• Action item
All records below are to be repeated precisely, with nothing added.

Stored data entries:
▬▬▬

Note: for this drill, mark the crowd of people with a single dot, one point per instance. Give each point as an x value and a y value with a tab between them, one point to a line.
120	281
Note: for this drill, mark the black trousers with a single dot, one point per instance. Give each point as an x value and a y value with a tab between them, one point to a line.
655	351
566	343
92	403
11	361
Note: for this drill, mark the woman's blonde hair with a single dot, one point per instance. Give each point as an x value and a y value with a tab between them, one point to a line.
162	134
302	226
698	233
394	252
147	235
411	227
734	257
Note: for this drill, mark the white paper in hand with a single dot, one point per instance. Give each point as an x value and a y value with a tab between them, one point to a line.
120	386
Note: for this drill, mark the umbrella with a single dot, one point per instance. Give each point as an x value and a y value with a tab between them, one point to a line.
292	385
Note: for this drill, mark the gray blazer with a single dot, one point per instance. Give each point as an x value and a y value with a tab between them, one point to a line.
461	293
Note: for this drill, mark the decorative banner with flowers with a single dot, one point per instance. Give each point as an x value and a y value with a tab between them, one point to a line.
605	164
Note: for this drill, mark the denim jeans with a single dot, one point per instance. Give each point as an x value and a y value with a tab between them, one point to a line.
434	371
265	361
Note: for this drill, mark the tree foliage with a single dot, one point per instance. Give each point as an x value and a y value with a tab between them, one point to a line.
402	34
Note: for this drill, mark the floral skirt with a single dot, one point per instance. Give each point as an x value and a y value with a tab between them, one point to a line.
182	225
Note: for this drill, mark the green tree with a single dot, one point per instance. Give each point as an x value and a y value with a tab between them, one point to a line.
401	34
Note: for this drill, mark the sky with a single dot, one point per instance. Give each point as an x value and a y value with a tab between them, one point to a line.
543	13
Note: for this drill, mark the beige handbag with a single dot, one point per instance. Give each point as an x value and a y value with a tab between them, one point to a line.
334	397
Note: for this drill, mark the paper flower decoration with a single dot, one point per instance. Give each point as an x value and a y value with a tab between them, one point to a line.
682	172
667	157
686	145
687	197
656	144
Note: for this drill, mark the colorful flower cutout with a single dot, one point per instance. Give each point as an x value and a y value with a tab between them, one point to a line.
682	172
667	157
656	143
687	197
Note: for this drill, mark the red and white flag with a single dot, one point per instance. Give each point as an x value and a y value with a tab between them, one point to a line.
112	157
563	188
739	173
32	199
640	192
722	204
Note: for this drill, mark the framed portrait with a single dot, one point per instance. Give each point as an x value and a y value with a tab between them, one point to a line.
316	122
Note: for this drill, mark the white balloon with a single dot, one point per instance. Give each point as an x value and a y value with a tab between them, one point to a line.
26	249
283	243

▬▬▬

• Response to the exercise
Note: for this drill, mark the crowd of people with a single dot, one point per instance. Give each point as an x value and a y value with a tab between them, one point to a line.
120	281
Note: for this drill, mark the black trousers with a single dot, one point per instance. Give each point as an x value and a y value with a tab between them, one point to a line.
655	351
566	343
92	403
11	361
Note: for this drill, mark the woman's blonde hair with a single dot, one point per instance. Give each point as an x value and a y value with a tab between them, one point to a line.
162	134
302	226
698	233
394	252
147	235
411	227
734	257
Note: for this drill, mark the white paper in hand with a single dot, one point per instance. Give each point as an x value and a y value with a tab between them, one point to a line.
120	386
Note: for this drill, mark the umbrella with a single dot, one point per instance. Give each point as an x value and a y value with a tab between them, one point to a line.
292	385
Note: for this drill, mark the gray blazer with a single dot, one point per instance. Give each point as an x value and a y value with a tab between them, one point to a line.
461	293
Note: for this drill, mark the decorative banner with flowers with a single dot, one point per instance. Give each point as an x value and a y value with a tab between them, one point to a line.
605	164
Note: for this drill, mark the denim jeans with a single dot, one point per instance. Give each point as an x value and a y value with a tab between them, one point to a line.
434	371
265	361
Note: for this drill, mark the tree foliage with a single dot, one point per instance. Give each point as an x value and a y value with a tab between them, one point to a line.
402	34
Note: for this drill, mark the floral skirt with a single dot, one point per instance. Give each point as an x value and a y value with a tab between them, one point to a line.
182	225
Note: for this drill, mark the green tree with a single dot, one point per instance. Give each point as an x value and a y value with a tab between them, one point to a line.
401	34
Note: for this drill, mark the sky with a single dot, one point per instance. Give each point as an x value and a y value with a tab between them, one point to a line.
543	13
Note: for this drill, mark the beige handbag with a single dot, one point per instance. Give each point as an x value and a y value with a tab between them, one point to a line.
334	397
Note: for this drill, mark the paper flower decoration with a single dot, one point per instance. Give each point as an x value and a y value with a tab between them, one point to a line.
682	172
667	157
686	145
687	197
656	144
Note: for this drill, mark the colorful flower cutout with a single dot, one point per instance. Give each point as an x value and a y value with a tab between them, one point to a line.
682	172
667	157
656	143
687	197
Note: for this drill, mark the red and white flag with a single dot, one point per instance. Give each point as an x value and a y value with a tab between them, one point to a line.
112	157
563	188
739	173
32	199
640	192
722	204
Note: for this drill, mark the framed portrait with a single dot, one point per instance. Give each point as an x value and a y value with a tab between them, one point to a line.
316	122
Note: for this drill, mark the white balloon with a single dot, one point per instance. Give each point as an x value and a y value with a tab between them, one point to a line.
26	249
283	243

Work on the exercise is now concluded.